[Start of Data for processing]

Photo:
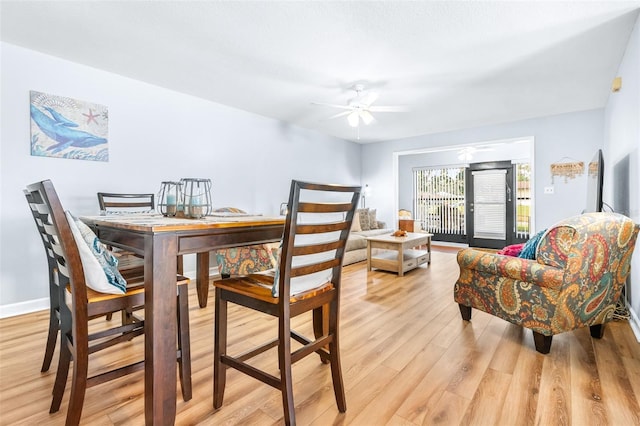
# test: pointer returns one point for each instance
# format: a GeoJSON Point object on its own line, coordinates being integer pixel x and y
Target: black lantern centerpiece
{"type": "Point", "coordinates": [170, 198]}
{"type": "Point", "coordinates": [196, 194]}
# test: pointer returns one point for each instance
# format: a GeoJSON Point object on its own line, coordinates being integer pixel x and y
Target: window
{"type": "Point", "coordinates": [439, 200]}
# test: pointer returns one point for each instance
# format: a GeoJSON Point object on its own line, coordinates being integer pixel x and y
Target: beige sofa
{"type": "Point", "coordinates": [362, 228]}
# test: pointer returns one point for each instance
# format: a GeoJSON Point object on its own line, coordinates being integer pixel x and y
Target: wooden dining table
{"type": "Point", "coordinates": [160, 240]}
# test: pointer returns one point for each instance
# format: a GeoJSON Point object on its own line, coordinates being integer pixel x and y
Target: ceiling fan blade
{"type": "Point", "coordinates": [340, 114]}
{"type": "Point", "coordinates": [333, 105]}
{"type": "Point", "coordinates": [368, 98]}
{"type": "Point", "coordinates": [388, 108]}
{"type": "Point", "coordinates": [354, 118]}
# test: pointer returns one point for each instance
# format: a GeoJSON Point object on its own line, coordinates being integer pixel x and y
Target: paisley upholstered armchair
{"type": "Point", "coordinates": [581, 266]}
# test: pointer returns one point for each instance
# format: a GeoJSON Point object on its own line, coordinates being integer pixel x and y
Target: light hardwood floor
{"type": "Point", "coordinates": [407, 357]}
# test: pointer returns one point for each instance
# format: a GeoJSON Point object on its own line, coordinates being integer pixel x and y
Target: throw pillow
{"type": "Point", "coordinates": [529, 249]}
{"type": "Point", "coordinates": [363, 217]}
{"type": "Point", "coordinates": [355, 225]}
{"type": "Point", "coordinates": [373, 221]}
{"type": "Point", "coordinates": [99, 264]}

[End of Data for processing]
[Start of Data for processing]

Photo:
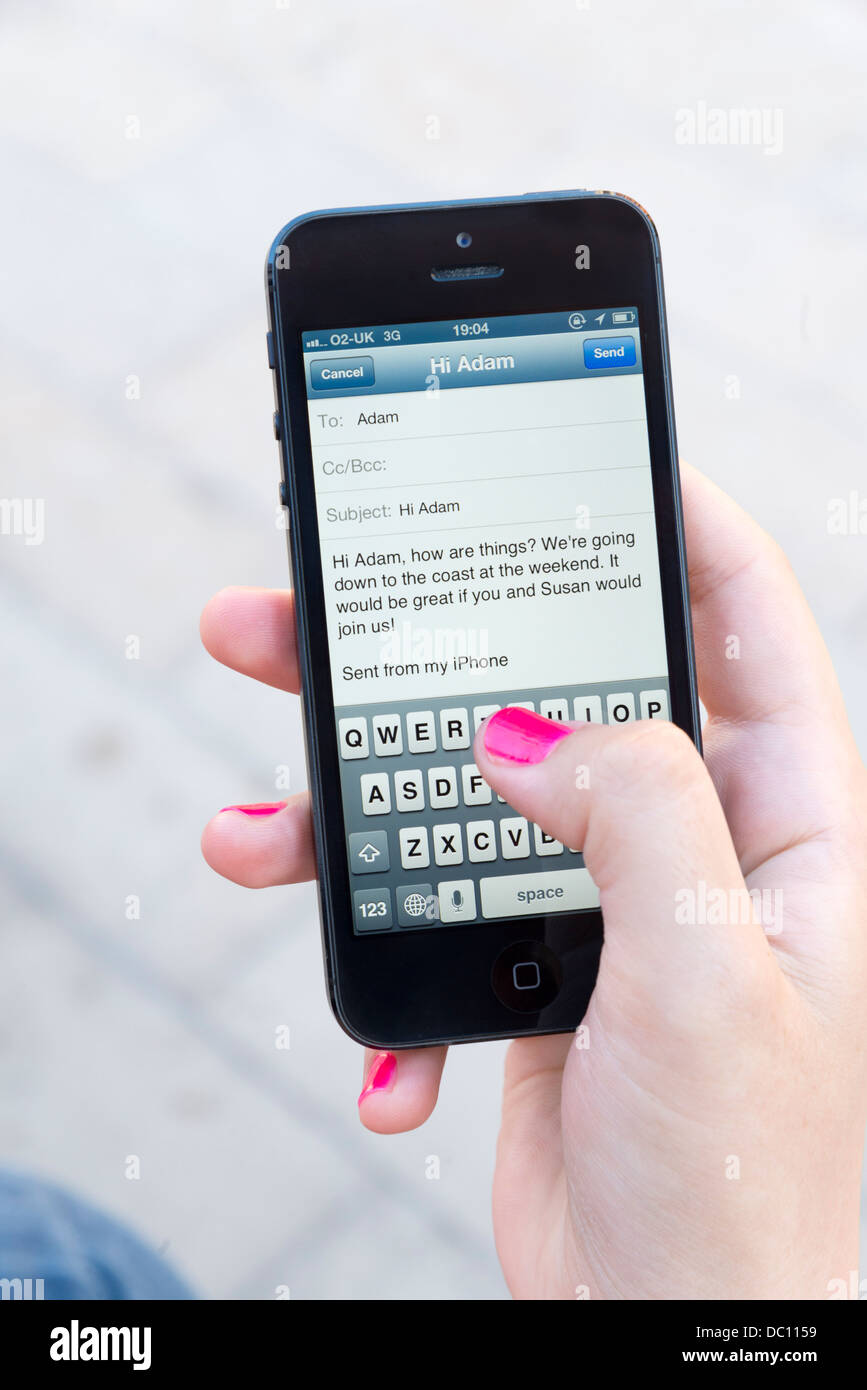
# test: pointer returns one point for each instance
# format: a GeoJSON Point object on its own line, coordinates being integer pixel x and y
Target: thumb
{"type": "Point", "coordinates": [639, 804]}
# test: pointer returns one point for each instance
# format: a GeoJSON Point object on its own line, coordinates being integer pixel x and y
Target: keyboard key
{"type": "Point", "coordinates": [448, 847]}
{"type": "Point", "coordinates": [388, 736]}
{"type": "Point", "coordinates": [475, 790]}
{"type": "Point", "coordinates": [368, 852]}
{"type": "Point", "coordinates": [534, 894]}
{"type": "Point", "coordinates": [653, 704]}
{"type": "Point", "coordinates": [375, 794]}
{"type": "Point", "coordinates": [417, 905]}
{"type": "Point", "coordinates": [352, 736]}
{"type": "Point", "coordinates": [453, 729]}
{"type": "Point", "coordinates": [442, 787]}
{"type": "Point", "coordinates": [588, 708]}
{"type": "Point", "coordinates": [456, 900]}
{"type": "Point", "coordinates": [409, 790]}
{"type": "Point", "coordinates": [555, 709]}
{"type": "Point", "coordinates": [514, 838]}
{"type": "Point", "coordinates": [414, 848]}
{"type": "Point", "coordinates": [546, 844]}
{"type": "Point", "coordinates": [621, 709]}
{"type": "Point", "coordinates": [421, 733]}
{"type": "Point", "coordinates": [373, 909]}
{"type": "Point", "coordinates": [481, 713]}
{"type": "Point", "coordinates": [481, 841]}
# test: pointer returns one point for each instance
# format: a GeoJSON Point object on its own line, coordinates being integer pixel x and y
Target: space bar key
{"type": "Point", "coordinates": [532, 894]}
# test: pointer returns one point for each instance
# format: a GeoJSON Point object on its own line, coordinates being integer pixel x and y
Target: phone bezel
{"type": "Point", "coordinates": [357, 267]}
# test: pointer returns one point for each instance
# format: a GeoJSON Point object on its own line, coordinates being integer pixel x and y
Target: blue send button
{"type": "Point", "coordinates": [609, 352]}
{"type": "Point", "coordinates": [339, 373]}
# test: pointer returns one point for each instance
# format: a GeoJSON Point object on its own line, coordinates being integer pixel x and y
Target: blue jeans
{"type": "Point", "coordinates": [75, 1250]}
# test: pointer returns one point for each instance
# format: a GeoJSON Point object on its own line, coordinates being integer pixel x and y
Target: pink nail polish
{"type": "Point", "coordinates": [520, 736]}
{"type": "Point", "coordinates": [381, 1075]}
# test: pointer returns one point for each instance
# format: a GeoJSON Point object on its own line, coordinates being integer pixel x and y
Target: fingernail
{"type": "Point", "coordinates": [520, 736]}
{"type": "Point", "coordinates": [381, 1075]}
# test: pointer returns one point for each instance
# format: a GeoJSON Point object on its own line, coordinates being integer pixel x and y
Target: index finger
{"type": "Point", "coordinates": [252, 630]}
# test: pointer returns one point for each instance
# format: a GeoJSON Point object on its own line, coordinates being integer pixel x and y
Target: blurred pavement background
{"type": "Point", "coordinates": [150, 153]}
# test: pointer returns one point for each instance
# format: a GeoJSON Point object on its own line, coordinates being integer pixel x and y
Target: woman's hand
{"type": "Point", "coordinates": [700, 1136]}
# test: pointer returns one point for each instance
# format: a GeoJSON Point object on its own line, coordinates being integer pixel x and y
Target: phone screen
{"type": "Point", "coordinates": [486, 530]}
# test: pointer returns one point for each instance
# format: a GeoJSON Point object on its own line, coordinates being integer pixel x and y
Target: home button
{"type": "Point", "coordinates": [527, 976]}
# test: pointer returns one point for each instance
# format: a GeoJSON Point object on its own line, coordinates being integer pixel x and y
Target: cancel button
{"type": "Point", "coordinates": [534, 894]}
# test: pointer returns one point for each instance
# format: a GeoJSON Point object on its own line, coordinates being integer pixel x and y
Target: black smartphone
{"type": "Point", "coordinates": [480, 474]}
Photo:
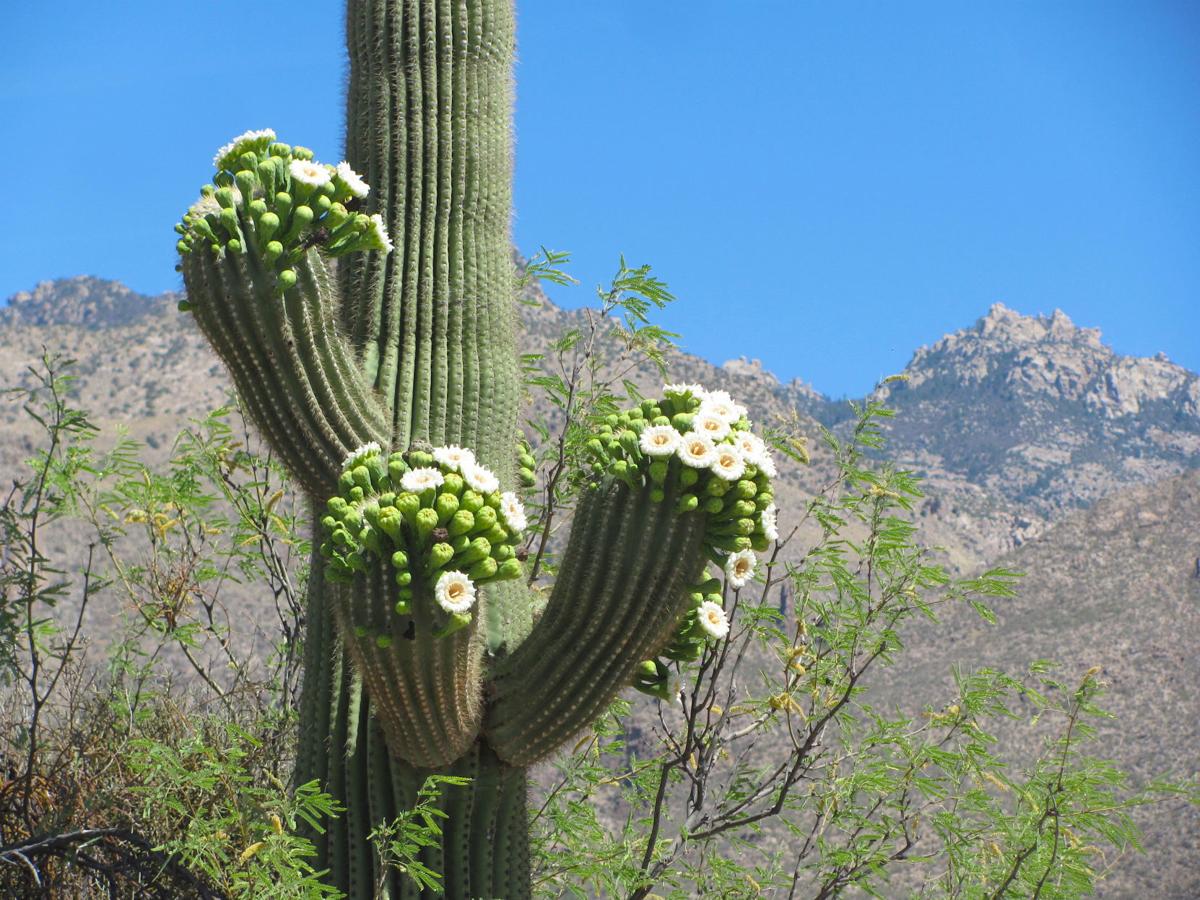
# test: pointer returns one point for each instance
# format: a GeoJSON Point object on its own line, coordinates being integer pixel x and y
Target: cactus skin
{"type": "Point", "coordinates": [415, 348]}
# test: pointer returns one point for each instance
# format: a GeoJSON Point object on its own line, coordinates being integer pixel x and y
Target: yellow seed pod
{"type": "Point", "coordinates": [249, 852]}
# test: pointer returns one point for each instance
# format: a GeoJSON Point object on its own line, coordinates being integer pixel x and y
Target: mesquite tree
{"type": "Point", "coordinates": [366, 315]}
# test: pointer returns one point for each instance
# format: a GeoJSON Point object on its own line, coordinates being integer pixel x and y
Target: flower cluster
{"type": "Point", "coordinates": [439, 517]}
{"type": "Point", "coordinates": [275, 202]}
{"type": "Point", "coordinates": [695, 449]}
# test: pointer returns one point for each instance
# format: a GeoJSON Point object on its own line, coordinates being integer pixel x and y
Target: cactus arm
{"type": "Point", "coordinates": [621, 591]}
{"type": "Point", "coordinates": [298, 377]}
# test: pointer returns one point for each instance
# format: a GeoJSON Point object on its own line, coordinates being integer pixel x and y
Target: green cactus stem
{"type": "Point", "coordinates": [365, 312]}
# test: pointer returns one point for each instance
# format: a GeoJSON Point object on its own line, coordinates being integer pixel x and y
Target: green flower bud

[End of Data for processing]

List every line in the records above that contains the string "cactus", treating uppercase and lowercase as distinct.

Target: cactus skin
Target: cactus arm
Target: green cactus stem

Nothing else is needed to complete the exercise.